__Excerpt provided__:
The Reds played the San Diego Padres on 9-9-85, and the Reds defeated lefty Dave Dravecky, 2-1. Rose did not play.
Tuesday, September 10, arrived. 51,045 were on hand to watch Rose pass Ty Cobb. Pitching for the Padres was LaMarr Hoyt, who was 13-8 at the time on his way to a 16-8 season. Rose, batting second in the order behind Eddie Milner, popped up to shortstop in the bottom of the first inning with the Reds already trailing 2-0. Rose led off the bottom of the fourth inning and flied to left field; however, Buddy Bell clubbed a two-run homer to tie the game. My buddy and I started realizing that the game was half-over, Rose hadn’t broken the record, and we needed to start thinking about tomorrow. So, we left our very good seats (no, I don’t remember where) and went to the ticket window to purchase tickets for the 9-11 game. We found that we weren’t the only ones with that that idea. Before we could purchase next game tickets, Rose was back to bat in the sixth inning with the scored still tied, 2-2. Again, Rose popped to shortstop…and off to the ticket window we were again….and the line was even longer. Diligent to our task, we got in the ticket line again, but Rose was again up to bat, now with the Reds trailing, 3-2. Batting against reliever Lance McCullers, Rose flied to left field, an 0-4 day.
The Reds ended up losing by the 3-2 score, but we had made our way back to the ticket window and made our purchase for the next night. Our seats weren’t as good, but we could get into the game.
47,237 fans showed on Wednesday night, 9-11-85. Eric Show was on the mound for the Padres and Rose was playing. After Tom Browning had retired the Padres in order to start the game for the Reds, Milner led off the game with a pop up to third base. Then, with a 2-1 count Rose lined the pitch into left-center and the crowd went wild. The crowd gave Rose a seven-minute standing ovation, which sure seemed a lot longer at the game. Reds coach and long-time Rose teammate Tommy Helms joined Rose on the field, as did Rose’s 15-year-old son, Pete Rose, Jr. Pete Rose was in tears, his batting helmet off his head, looking to Heaven to find his dad, and we were all touched. Reds owner Marge Schott gave Rose a red corvette with the license plate “PR 4192”. Rose later tripled in the game and scored both Reds’ runs in a 2-0 Reds win. The game ended when Rose made a diving stop of a Steve Garvey ground ball and threw him out at first base on a toss to closer Ted Power.

__Data excerpt__:

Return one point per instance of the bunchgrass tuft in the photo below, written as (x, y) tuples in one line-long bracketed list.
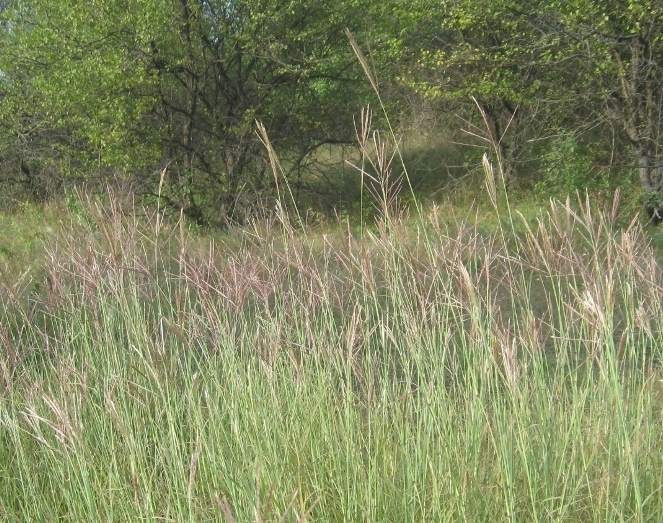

__Exercise task__:
Pick up the account of Pete Rose passing Ty Cobb's hit record after its last sentence and keep writing.

__Written answer__:
I have a framed autograph poster of the moment in my office at work. I saw the poster at a collectibles’ shop one day and asked my wife and family to get for me for a Father’s Day present.
The poster has Rose crying and has newspaper articles talking about Rose’s emotions for that day. The stats don’t stand out, the wins don’t stand out, Rose’s .300 batting average is not in big print; Rose’s emotions of achieving a lifetime goal, of reaching the pinnacle, of breaking an “unbreakable” record, of following in the footsteps of a player he wanted to emulate, of being the “Hit King” (a nickname I’ve never embraced…he’s still “Charlie Hustle” to me). The emotions ruled the day. For all the stats and records that Rose accumulated, I think we all forget how much he loved baseball and how much baseball loved him. That was the poster I wanted; not a facsimile of the number-filled baseball cards of my youth. I wanted to share the emotion with him, and he openly shared his record, happiness, and achievements with the world.
And baseball smiled.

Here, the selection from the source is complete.